Copy every line of the data, from its start through the line containing "[[[14,98],[14,86],[7,75],[0,72],[0,102]]]", inclusive. Offset each polygon coordinate by adding 116 to it, and leave all other text as it is.

### WORKING DATA
========================================

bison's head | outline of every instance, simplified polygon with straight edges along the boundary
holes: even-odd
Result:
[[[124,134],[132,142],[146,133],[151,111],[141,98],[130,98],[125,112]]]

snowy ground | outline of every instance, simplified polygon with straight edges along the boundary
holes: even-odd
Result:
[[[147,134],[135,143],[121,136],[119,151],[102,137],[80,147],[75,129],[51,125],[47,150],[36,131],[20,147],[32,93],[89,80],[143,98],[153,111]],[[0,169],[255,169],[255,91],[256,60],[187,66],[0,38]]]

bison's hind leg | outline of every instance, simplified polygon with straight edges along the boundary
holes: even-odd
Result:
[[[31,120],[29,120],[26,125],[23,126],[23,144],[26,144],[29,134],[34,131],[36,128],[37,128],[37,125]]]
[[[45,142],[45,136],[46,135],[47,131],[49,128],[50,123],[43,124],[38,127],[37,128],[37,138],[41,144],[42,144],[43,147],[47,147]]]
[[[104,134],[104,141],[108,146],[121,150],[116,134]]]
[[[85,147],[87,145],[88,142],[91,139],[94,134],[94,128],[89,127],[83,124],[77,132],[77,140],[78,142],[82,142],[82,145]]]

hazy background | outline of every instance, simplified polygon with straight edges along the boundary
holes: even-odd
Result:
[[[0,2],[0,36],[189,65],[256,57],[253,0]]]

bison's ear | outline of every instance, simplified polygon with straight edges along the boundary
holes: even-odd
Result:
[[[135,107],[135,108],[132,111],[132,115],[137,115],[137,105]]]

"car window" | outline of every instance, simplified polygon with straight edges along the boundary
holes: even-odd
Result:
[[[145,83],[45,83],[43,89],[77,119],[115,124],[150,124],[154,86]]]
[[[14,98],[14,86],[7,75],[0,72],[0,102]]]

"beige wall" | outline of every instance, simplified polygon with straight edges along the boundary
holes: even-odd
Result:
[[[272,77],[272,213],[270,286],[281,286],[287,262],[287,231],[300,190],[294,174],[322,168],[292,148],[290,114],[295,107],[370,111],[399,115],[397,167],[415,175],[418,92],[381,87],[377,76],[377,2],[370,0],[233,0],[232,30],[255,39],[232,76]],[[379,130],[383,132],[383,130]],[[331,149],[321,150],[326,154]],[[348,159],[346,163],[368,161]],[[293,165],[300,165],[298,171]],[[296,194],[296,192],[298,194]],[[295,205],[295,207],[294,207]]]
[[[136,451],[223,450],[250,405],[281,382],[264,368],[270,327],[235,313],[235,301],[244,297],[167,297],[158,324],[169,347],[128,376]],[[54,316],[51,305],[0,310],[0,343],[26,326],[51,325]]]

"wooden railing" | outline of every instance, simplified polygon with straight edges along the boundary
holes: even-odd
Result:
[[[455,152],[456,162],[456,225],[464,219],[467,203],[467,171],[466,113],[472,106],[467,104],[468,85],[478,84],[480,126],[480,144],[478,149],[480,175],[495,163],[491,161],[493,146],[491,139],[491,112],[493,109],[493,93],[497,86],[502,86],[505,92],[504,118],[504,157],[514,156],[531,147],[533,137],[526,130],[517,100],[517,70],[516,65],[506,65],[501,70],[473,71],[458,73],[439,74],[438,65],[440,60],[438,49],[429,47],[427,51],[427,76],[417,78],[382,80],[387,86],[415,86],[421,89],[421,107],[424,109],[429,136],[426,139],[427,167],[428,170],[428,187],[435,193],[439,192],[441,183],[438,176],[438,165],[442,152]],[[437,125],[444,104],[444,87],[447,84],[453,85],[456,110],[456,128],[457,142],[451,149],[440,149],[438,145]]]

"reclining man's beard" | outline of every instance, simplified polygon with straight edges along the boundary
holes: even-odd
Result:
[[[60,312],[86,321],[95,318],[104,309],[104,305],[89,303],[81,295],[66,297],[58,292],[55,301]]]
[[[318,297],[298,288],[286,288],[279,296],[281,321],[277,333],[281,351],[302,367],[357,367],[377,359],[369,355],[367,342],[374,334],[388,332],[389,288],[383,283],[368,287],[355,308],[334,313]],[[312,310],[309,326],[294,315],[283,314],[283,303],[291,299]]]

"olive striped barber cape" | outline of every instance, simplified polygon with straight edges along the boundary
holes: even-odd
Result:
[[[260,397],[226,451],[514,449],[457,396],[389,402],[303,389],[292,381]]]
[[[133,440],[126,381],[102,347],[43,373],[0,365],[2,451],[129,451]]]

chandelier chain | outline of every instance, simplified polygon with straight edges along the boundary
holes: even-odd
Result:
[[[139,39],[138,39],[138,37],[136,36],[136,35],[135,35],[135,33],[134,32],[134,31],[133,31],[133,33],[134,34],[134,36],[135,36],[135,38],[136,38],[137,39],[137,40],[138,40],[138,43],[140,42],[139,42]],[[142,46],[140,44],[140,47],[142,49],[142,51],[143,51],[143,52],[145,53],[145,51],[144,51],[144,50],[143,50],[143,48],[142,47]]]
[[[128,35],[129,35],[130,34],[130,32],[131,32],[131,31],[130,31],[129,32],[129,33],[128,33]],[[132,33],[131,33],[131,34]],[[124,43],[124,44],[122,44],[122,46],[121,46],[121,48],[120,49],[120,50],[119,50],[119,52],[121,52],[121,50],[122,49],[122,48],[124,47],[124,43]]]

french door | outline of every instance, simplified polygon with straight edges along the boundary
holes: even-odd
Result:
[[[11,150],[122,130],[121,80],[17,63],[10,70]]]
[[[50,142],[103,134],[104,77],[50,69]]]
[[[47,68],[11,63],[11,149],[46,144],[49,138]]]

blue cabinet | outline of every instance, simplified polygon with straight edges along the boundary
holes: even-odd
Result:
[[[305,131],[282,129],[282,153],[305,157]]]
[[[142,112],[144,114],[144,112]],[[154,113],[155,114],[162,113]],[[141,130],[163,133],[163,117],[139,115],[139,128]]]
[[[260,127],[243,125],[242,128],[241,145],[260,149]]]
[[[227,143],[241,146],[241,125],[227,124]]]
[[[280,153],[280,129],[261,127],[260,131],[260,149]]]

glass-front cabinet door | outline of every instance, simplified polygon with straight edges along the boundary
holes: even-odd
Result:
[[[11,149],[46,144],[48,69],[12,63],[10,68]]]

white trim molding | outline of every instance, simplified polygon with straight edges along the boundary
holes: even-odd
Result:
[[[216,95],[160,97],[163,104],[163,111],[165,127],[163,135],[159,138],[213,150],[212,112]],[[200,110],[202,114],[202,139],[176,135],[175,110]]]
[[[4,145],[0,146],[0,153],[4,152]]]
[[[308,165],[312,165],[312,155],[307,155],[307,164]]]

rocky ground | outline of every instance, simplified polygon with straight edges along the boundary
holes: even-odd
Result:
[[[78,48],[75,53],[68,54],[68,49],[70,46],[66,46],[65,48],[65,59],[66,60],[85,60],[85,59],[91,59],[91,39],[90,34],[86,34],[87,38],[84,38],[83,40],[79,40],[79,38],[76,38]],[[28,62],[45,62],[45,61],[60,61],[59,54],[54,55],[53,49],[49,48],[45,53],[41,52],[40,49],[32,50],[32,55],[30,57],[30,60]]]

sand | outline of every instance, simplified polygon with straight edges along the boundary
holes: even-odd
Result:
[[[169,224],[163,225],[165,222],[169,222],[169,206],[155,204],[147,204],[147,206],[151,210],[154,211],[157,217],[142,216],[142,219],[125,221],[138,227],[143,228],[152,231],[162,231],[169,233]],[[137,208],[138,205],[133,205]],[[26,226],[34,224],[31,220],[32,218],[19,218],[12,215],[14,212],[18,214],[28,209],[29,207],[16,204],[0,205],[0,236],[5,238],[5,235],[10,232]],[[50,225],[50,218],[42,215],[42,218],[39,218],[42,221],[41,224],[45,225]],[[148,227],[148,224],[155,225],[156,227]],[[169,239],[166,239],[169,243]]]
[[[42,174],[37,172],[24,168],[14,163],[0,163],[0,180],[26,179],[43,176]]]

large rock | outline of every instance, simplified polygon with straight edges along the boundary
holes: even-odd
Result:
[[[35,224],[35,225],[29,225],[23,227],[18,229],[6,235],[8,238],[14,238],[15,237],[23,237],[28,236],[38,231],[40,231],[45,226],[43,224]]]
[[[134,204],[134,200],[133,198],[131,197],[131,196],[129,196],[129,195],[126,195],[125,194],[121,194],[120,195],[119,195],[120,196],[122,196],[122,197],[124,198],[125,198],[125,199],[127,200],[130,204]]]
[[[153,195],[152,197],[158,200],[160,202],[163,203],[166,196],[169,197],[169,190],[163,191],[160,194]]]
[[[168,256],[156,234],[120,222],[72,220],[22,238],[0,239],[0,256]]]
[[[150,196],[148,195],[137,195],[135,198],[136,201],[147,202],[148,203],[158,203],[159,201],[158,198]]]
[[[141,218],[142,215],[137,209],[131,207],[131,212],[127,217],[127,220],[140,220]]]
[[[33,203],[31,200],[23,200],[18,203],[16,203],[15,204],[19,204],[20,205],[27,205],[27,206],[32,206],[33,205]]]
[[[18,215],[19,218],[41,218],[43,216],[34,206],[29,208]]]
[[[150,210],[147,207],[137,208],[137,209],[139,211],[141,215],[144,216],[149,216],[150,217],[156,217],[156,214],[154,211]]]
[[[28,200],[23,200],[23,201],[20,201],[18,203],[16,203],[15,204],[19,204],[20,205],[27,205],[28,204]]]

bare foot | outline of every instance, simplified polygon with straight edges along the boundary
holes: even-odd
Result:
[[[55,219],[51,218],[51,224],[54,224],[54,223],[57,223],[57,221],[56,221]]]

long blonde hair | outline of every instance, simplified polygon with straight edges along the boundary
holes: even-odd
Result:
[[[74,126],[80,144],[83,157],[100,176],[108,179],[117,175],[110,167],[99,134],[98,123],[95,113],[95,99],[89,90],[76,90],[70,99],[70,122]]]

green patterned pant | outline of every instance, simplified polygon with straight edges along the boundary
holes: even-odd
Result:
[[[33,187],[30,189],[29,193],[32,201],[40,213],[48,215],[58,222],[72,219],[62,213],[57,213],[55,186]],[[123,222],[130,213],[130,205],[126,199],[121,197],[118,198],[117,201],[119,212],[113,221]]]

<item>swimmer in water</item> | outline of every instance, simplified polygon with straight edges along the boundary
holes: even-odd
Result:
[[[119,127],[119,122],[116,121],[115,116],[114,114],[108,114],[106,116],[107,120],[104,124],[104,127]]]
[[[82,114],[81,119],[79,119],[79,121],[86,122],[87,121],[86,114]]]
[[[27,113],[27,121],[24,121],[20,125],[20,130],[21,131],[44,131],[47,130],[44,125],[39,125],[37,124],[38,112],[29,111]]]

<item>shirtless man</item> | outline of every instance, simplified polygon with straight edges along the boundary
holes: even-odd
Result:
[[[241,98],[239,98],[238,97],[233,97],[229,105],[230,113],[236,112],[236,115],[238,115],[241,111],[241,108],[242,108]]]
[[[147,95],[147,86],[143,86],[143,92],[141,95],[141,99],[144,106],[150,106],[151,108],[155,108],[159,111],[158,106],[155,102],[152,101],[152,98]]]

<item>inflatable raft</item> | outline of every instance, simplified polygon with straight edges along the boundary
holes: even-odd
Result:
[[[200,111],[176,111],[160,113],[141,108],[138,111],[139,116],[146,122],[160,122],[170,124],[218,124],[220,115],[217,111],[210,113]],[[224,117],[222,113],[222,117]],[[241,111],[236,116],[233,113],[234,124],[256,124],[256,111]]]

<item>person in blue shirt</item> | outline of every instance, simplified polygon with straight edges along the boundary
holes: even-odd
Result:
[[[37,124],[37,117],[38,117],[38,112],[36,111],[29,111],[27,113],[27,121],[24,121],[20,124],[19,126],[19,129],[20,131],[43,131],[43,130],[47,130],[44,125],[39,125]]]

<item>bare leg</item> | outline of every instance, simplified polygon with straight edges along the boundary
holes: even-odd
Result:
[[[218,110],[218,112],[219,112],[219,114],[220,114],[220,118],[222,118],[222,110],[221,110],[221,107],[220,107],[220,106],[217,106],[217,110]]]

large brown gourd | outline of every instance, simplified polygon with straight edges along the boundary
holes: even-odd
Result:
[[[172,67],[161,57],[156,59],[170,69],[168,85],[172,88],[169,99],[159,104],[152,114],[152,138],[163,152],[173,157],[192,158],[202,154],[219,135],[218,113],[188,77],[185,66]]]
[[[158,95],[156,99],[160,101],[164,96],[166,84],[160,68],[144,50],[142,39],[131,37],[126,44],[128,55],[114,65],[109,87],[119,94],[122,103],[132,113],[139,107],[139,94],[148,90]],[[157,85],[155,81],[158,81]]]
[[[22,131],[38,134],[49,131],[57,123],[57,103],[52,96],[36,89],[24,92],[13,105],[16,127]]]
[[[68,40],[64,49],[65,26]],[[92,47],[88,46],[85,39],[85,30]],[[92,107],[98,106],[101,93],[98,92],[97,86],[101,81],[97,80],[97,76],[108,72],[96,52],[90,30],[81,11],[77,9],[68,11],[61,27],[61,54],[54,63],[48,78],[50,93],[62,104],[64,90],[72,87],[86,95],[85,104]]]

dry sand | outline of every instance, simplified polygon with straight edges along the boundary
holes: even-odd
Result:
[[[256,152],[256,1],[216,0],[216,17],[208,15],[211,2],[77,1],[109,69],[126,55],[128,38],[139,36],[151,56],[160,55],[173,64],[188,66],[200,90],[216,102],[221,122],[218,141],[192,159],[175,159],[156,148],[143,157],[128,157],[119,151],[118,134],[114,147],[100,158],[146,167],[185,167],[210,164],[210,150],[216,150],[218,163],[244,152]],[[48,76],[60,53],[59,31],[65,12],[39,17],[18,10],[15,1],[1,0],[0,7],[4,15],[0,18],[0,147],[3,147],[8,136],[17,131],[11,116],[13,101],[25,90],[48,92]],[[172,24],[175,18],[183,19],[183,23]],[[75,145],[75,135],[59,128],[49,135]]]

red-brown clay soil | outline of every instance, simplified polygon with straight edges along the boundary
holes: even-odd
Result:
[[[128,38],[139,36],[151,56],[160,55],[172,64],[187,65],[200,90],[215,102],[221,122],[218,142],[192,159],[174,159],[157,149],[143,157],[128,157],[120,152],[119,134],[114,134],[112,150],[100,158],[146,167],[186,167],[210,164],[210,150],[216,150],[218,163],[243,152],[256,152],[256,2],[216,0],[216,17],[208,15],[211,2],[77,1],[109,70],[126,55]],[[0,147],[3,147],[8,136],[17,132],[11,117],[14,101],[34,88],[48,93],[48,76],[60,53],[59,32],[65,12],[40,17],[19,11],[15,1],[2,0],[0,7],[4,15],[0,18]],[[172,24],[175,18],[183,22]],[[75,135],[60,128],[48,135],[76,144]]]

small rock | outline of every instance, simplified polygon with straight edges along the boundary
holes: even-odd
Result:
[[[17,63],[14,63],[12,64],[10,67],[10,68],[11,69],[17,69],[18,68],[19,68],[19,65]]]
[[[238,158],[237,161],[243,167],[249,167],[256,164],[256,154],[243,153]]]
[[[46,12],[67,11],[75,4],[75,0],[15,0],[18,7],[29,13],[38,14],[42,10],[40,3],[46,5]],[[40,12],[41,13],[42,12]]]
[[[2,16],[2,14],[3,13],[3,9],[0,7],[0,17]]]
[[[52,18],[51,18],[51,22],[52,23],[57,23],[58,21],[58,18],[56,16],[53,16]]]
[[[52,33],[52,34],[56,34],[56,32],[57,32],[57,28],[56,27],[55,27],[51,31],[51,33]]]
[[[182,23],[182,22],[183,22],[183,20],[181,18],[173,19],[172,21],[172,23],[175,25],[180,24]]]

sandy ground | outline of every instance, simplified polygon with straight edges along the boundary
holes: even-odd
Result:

========================================

### EXPECTED ANSWER
bison's head | outline of every instance, simplified polygon with straight edges along the boundary
holes: even-odd
Result:
[[[240,250],[248,258],[262,249],[267,227],[257,214],[246,214],[241,228]]]

snowy ground | outline of every instance, simplified polygon with straight edges along the boundary
holes: even-odd
Result:
[[[263,250],[251,259],[237,252],[235,267],[218,253],[196,263],[191,245],[167,241],[163,266],[152,247],[136,263],[148,209],[205,196],[259,214],[269,227]],[[116,285],[371,285],[371,207],[372,176],[303,182],[116,154]]]

bison's hind leg | outline of every instance, simplified polygon with straight edges along the boundary
holes: even-odd
Result:
[[[147,236],[145,236],[142,241],[139,242],[139,260],[142,260],[145,250],[150,247],[152,244],[153,244],[153,241]]]
[[[161,258],[161,252],[162,251],[163,247],[165,244],[166,239],[159,240],[154,243],[153,244],[153,254],[157,260],[158,260],[159,263],[163,263]]]
[[[220,250],[220,257],[224,262],[237,266],[232,250]]]
[[[201,263],[203,261],[204,258],[207,255],[210,250],[210,244],[205,243],[199,240],[193,248],[193,256],[194,258],[198,258],[198,261]]]

hazy background | outline of every instance, simplified polygon with straight edges along the boundary
holes: even-odd
Result:
[[[116,118],[116,152],[305,181],[372,173],[369,116]]]

bison's ear | outline of every instance, simplified polygon with straight edges along the boundary
holes: even-odd
Result:
[[[251,223],[251,224],[248,227],[248,231],[253,231],[253,221]]]

"car window" | outline of every instance, simplified polygon with straight edges along the boundary
holes: even-odd
Result:
[[[261,199],[161,199],[159,205],[193,235],[231,240],[266,240],[270,202]]]
[[[130,214],[130,202],[123,191],[116,188],[116,218]]]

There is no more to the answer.